[TASK DIRECTIONS] Repeat the records exactly, so that each line matches the original.

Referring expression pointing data
BEGIN
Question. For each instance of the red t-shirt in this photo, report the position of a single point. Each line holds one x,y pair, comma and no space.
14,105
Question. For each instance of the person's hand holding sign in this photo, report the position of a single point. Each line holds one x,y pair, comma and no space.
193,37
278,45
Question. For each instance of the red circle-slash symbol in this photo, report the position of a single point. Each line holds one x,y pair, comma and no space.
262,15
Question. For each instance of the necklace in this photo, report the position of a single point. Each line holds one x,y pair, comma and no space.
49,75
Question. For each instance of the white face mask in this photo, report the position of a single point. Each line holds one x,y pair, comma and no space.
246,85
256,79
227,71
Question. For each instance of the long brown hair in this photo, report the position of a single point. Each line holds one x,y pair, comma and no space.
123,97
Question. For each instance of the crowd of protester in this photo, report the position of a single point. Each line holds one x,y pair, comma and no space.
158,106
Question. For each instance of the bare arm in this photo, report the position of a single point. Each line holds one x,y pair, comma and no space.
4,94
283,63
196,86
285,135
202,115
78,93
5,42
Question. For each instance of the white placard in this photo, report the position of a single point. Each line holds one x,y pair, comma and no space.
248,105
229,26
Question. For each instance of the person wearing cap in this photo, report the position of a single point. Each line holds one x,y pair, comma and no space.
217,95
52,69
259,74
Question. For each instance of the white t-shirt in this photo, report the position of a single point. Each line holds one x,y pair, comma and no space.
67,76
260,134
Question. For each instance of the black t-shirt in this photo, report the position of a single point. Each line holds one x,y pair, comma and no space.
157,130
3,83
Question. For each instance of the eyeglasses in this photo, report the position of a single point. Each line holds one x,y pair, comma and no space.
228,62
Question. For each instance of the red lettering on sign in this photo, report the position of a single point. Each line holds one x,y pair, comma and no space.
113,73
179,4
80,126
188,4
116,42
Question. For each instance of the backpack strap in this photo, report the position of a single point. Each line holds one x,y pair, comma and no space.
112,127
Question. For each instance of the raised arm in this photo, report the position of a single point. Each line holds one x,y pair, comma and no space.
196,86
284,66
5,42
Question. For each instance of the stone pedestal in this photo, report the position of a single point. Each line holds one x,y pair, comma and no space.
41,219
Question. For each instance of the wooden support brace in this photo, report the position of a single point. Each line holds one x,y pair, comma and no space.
END
[TASK RESPONSE]
Question. For each instance of the red t-shirt in this photo, report the position of a single point. Each line holds one x,y pair, comma and no space.
14,105
Question. For each instance of the person's hand holding sign in this photo, report the position of a single point. Each line holds one x,y pair, comma and no space.
193,37
278,45
Question. For each instance of the red circle-slash symbol in this photo, report the position of a single point. Each line holds one x,y pair, comma and no space.
262,15
Question. For each instance of the necklace in this photo, report the position of a single point. Each line holds one x,y pair, comma and no space.
49,75
Question. For each instance of the white face mask in this photo, report the position of a single point. Each line holds one x,y pair, comma and no space.
246,85
256,79
227,71
Question. For each instance of the long brown hair in this photo, report the position of a single point. Each line holds one x,y pair, comma and no space.
123,97
Question. For each instance of the crowd of protester in this photo, report the position of a single point. Each line holds one x,y pair, comma and no space.
158,106
Question. For each instance of the bare arm in this photo, report the position of a single point. Each line holds one x,y pair, comma and no space.
4,94
283,63
196,86
285,135
202,115
78,93
5,42
Question. For each instance of the white placard in this photo, report the position of a single point. Each line holds one x,y pair, comma and no space.
248,105
229,26
Question. For each instance of the person wearing cap in this photo, report the position of a single point. Each line holds one x,y pair, comma and no space.
217,95
52,69
259,74
Question. For each instance of the white t-shirt in this photo, report the position of a single point. Each line holds one x,y pair, comma and no space.
67,76
260,134
Question. For each instance of the black t-shirt in this photo, report the position of a single point. Each line holds one x,y pair, comma and no space.
157,130
3,83
Question. For each instance of the eyeglasses in this photo, report the position of a single point. Each line holds one x,y pair, comma and no space.
228,62
Question. For each instance of the red lettering on sign in this photo, report the position of a single point. Each line holds one x,y pair, comma and no space.
113,73
179,4
80,126
188,4
116,42
Question. For each instance of the backpack strap in this photo, report the position of a single point. Each line holds one x,y pair, comma and no space.
112,127
Question. For each instance of the raised arm in this photo, report the position of a single point. Each line holds one x,y pair, comma and no space.
196,86
284,66
5,42
Question. For each instance of the stone pedestal in this photo, report the position of a single point. Each line holds one x,y pair, comma and no space.
41,219
Question. For each instance of the wooden support brace in this photo, report the position of a single point. Each line holds one x,y pair, comma and no space.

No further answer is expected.